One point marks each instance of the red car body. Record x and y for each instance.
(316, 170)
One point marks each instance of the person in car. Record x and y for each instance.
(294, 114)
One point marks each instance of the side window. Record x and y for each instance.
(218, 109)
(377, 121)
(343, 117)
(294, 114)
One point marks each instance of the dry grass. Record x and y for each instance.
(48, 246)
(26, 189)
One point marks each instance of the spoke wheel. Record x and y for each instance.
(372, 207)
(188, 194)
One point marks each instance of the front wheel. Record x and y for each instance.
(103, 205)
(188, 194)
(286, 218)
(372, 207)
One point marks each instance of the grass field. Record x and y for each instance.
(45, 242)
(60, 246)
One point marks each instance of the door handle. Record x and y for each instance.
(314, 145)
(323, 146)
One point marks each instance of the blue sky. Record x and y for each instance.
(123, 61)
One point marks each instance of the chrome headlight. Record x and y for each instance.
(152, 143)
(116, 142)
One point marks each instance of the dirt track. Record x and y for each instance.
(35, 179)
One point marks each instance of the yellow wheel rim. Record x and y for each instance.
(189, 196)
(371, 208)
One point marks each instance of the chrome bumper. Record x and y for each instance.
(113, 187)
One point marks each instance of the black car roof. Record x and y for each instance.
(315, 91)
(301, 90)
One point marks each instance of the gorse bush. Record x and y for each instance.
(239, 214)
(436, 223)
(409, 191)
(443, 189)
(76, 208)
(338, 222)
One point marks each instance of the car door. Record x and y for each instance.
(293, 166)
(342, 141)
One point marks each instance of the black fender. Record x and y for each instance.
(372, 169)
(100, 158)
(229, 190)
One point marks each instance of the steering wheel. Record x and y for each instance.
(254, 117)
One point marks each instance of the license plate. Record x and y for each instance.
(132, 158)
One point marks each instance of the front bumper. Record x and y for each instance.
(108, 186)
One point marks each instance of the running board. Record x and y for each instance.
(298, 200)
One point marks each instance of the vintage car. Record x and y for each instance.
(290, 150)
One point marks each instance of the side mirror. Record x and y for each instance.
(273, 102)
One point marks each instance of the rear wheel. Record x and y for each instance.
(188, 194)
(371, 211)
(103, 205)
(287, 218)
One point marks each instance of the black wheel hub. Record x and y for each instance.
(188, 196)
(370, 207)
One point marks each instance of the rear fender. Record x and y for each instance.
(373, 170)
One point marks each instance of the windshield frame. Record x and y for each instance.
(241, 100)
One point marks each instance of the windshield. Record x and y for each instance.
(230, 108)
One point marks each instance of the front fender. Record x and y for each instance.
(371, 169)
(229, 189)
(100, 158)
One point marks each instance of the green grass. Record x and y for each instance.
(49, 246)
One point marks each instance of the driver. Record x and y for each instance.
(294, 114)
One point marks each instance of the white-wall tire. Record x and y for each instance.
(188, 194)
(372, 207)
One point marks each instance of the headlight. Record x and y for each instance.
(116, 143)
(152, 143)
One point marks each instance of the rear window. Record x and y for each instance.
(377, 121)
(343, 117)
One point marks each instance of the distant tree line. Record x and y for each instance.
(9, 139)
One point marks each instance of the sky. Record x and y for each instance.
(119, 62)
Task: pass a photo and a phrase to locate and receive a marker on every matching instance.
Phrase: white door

────────────────────

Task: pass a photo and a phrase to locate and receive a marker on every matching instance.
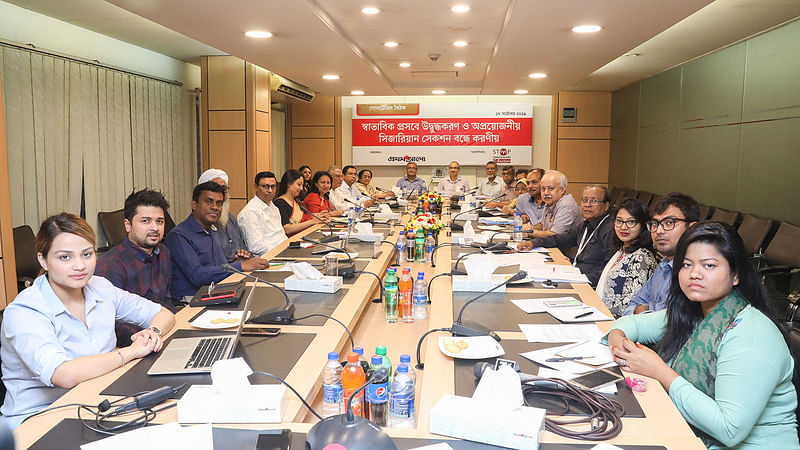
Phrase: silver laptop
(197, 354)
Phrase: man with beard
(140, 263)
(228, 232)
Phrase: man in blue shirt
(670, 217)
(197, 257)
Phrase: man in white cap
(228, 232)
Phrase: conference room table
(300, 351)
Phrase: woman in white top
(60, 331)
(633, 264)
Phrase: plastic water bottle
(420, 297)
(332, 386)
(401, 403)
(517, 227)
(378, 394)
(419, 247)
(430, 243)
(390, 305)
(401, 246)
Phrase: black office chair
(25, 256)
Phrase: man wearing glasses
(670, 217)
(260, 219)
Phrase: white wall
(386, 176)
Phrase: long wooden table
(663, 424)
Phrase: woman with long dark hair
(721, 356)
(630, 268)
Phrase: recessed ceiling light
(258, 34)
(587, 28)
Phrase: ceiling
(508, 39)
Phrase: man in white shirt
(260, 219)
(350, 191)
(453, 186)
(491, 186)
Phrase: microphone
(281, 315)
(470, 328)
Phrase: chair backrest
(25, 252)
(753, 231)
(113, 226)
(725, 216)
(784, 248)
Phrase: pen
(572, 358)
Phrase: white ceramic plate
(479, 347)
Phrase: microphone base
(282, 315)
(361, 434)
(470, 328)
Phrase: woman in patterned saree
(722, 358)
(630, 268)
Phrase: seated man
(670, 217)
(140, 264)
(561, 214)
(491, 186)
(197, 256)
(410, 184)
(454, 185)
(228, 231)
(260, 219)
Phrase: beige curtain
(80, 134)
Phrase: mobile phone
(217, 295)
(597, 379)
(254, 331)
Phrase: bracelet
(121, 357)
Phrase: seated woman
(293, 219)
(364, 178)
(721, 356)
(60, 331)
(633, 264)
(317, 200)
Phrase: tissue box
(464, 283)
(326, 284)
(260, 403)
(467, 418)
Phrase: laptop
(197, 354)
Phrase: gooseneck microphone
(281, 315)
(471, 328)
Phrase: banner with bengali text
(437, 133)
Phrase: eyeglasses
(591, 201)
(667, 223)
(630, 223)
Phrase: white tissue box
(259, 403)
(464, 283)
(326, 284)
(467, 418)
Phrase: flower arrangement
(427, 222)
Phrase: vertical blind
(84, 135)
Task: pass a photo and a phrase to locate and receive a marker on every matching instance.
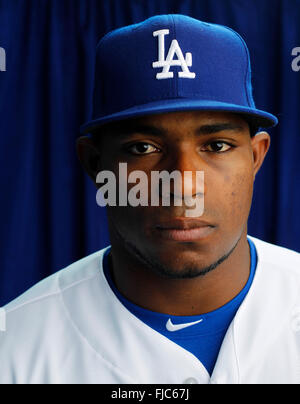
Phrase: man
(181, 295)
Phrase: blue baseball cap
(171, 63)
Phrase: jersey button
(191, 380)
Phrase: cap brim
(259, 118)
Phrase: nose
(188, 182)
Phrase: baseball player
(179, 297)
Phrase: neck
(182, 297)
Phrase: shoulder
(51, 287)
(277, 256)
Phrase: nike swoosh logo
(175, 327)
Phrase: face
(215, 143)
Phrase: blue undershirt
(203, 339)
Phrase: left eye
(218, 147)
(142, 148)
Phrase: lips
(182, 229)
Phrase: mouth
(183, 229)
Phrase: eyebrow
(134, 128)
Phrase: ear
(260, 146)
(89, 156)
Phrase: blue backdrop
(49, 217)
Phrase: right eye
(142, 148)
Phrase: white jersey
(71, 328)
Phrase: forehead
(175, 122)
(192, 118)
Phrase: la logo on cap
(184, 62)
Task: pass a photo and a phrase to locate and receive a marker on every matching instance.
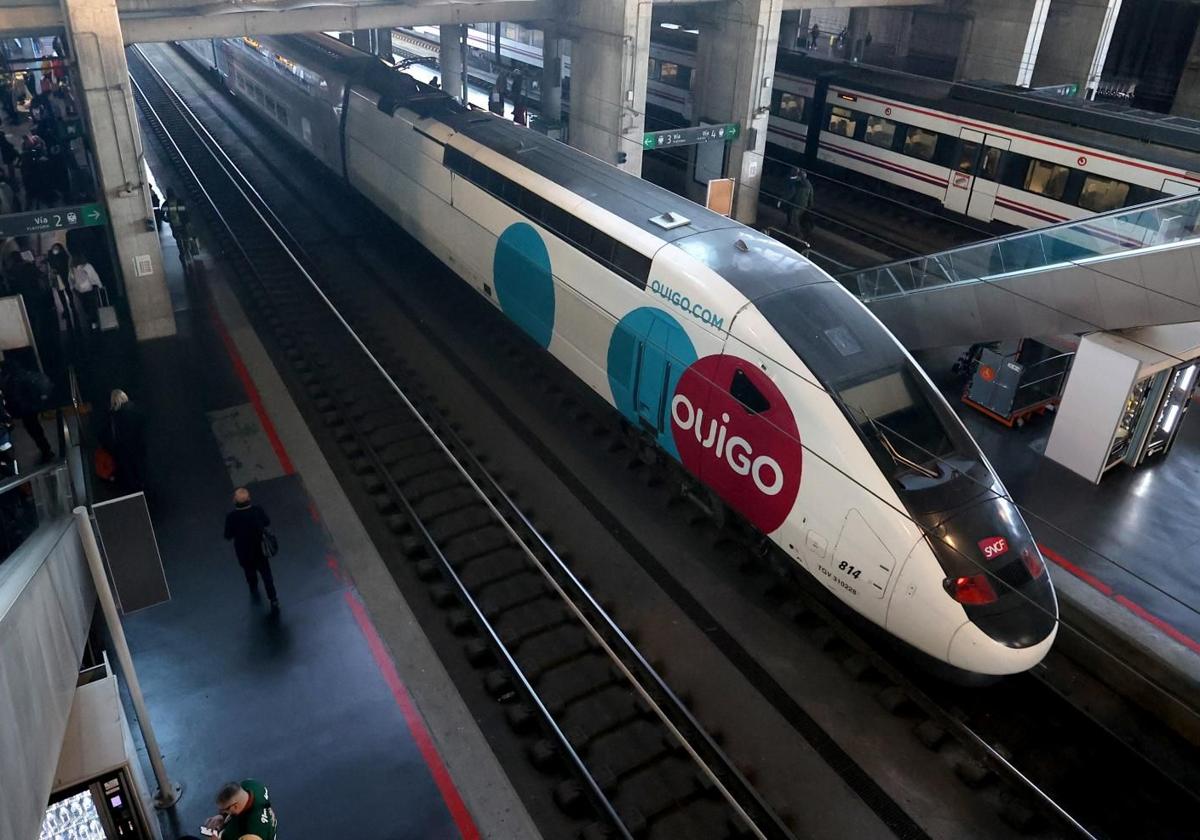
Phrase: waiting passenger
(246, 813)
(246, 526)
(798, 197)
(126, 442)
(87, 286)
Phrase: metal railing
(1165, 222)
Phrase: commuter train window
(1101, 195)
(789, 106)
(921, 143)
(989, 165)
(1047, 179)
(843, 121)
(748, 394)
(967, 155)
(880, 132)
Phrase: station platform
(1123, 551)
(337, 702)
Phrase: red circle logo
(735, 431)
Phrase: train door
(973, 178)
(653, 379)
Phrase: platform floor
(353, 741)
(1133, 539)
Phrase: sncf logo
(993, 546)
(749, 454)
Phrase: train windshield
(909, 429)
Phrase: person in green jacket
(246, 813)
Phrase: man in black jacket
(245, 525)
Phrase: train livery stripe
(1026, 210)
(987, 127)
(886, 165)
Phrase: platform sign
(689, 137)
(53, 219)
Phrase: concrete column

────────────────────

**YOUR TASK:** Reproduce the records verbatim, starting at the line that contains "Phrase: commuter train window" and stopping after the line that contains "Phrase: concrete column", both lines included.

**RESPONSE TO THE EXERCISE:**
Phrase: commuter train window
(1101, 195)
(789, 106)
(921, 143)
(989, 165)
(1047, 179)
(843, 121)
(748, 394)
(967, 155)
(880, 132)
Phrase: station platform
(1123, 551)
(337, 702)
Phrase: red circle logo
(735, 431)
Phrase: train door
(973, 178)
(653, 379)
Phrase: platform floor
(353, 741)
(1133, 539)
Phrase: sncf logo
(993, 546)
(749, 454)
Phrase: train windshield
(909, 429)
Phrase: person in green jacket
(246, 813)
Phrase: man in black jacket
(245, 525)
Phrase: train livery stripe
(1026, 210)
(987, 127)
(886, 165)
Phrase: platform sign
(689, 137)
(53, 219)
Phrase: concrete column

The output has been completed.